== DATA SECTION
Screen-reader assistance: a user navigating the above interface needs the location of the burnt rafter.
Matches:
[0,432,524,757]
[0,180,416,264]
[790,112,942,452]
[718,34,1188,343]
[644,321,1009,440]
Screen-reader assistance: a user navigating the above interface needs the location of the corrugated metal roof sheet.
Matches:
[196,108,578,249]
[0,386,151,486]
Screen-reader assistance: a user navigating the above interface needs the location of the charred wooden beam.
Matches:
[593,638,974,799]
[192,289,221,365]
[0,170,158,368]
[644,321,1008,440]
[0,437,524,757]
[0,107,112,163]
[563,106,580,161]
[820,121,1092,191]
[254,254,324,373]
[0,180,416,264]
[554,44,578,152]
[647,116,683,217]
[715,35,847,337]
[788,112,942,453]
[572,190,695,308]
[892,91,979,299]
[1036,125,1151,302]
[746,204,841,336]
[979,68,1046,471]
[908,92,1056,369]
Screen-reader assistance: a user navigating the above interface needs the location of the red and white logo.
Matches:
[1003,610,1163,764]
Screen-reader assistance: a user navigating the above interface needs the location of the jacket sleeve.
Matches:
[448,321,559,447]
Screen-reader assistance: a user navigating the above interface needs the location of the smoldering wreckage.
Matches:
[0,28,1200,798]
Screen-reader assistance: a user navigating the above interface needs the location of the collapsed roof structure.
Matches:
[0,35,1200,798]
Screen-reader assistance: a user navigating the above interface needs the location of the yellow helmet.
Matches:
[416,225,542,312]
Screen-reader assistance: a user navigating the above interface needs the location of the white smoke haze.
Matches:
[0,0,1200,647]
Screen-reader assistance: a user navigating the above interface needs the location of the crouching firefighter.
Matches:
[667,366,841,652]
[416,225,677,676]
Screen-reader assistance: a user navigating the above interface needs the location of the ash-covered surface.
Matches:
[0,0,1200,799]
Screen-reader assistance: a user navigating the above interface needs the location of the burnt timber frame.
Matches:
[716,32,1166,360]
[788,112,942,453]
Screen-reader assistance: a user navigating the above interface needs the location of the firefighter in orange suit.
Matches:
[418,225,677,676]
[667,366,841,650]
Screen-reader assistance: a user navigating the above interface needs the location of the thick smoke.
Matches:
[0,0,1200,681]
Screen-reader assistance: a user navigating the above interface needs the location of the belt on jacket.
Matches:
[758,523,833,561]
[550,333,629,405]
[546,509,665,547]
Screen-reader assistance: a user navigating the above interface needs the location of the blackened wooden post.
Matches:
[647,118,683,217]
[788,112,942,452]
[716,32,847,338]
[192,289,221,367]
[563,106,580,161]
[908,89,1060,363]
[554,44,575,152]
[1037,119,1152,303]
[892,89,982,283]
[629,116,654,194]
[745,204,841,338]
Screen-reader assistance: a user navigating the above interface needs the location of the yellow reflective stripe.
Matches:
====
▶ **WHAT IS BEING ASKED**: Set down, unchanged, the line that contains "and white logo." together with every later line in the records, through the last one.

▶ **TASK ANSWER**:
Screen-reader assistance: a user navigating the above interface needs the location of the red and white logo.
Matches:
[1003,610,1163,764]
Screen-reader assistance: a user navigating the above interface needs the location of the jacket sleeve.
Matches:
[448,321,559,447]
Screen-reader assistance: a user navigating the above interface needs the location of the smoldering wreckage.
Matches:
[0,28,1200,798]
Screen-reader assistance: a user navigating the above interface needs the location of the collapsed roof structure.
Matches:
[0,35,1200,798]
Screen-reader assistance: a user navigating the above interface needs the location of the yellow helmet.
Matches:
[416,225,542,312]
Screen-reader assistance: a user navigating the above interface needs the location of the white smoke haze.
Matches:
[0,0,1200,647]
Screen-reader assistance: a user navigating the above interface needs the location of the crouching firefighter.
Matches:
[667,366,841,652]
[416,225,677,676]
Screen-reader assistance: a user navigating the above interface needs the location of the ash-covered surface.
Matches:
[0,0,1200,799]
Screen-reader assistance: a user navigating the above interface needs the location of the burnt timber frame.
Matches:
[716,32,1166,360]
[788,112,942,453]
Screen-reader assistance: a user navigating the above interface needs the location of the firefighter in orange suit.
Matches:
[418,225,677,676]
[667,366,841,650]
Screen-reader assistance: a user navigating the above interface needs the location of the thick smoke.
Matches:
[0,0,1200,681]
Screen-reader assistance: a user navigating the above interface needs the location of the belt on jacket.
Matches:
[758,523,833,561]
[550,333,629,405]
[546,509,665,547]
Screen-reader assistance: a user navigating the above interface needs the location of the blackened wooden post.
Matches:
[647,118,683,217]
[788,112,942,452]
[716,32,847,338]
[192,289,221,367]
[563,106,580,161]
[908,89,1060,363]
[554,44,575,152]
[1037,119,1152,303]
[892,89,982,283]
[629,116,654,194]
[745,204,841,338]
Screen-reader assistance: a user navigating the above interface needs the location of the yellow reflective stripe.
Matches:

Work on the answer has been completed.